## [ENTRIES SHOWN]
###
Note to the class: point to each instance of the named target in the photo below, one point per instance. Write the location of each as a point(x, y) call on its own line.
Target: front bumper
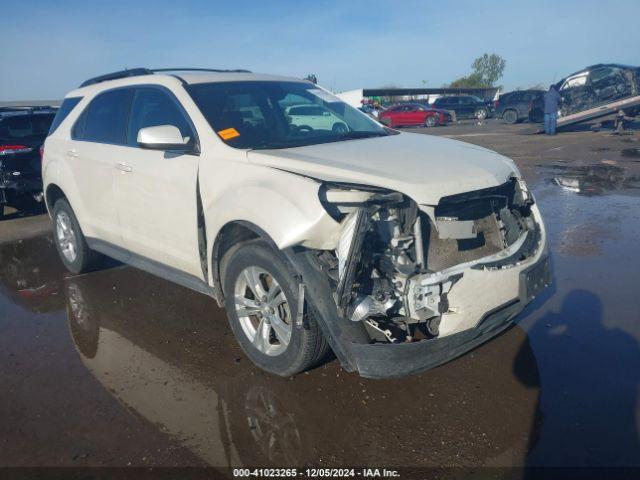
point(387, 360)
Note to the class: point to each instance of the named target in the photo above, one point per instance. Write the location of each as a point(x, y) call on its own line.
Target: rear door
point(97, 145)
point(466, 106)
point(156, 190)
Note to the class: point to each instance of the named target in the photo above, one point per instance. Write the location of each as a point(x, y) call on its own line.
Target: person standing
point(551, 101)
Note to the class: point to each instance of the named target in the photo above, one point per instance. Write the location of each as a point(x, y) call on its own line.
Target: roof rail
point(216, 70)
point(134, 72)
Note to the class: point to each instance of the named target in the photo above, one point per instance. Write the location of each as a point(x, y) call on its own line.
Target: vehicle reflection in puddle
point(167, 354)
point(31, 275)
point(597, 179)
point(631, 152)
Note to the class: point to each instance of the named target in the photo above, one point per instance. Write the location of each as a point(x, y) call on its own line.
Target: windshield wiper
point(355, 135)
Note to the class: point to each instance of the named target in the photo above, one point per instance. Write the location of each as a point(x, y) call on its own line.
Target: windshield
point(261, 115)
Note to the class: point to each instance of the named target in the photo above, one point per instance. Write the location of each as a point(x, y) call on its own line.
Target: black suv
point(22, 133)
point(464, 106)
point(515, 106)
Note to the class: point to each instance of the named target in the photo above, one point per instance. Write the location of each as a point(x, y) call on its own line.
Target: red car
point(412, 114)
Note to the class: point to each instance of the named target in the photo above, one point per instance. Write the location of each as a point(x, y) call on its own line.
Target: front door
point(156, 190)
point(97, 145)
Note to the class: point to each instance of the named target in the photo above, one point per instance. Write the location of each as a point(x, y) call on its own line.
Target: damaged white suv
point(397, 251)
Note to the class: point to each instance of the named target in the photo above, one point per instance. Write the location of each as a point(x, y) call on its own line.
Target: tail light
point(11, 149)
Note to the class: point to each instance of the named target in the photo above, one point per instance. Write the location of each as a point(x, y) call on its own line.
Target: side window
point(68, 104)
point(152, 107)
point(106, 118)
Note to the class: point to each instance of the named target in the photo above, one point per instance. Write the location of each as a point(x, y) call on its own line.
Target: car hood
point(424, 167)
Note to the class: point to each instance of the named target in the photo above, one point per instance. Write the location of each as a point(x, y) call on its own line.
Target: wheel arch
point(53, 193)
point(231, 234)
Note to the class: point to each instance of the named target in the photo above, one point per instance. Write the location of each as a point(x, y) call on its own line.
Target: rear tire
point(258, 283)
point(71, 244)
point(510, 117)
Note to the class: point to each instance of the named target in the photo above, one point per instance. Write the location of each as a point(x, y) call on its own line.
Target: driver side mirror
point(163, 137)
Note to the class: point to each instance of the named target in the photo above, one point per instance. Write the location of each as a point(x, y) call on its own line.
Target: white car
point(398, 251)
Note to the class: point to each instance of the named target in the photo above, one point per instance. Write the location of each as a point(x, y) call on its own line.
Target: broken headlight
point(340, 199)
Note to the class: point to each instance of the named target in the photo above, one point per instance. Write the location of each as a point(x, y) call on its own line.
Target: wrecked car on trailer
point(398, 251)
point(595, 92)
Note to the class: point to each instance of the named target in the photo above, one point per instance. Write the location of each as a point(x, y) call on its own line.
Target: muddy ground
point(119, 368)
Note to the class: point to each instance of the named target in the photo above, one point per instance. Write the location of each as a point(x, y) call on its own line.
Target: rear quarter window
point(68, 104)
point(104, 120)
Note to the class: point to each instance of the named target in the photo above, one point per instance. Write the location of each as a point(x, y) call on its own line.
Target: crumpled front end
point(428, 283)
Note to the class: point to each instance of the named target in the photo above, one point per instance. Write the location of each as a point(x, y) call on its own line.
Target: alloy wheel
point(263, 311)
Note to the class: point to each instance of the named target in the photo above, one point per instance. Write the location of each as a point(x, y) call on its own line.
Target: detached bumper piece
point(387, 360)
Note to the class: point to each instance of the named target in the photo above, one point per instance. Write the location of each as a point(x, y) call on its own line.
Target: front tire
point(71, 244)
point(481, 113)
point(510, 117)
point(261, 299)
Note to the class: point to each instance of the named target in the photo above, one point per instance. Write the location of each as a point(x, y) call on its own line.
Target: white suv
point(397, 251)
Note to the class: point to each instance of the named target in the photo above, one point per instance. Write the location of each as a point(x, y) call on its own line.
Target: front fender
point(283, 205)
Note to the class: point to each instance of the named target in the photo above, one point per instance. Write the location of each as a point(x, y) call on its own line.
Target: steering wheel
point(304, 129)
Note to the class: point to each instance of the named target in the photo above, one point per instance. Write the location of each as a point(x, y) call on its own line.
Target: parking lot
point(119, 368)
###
## [EXERCISE PROMPT]
The line containing "Target: front fender" marks the start. Reproduce it and all lines after it through the end of the listing, exactly and alone.

## [ANSWER BOX]
Target: front fender
point(283, 205)
Note to the class: point to each instance of the named target in the photo above, one point per instance. Write the location of each as a point(x, y) call on its own line.
Target: steering wheel
point(304, 129)
Note to the class: point to each instance of the named target in the photo above, one point per instance. Write the location of each as a point(x, y) call on its own line.
Target: parking lot
point(119, 368)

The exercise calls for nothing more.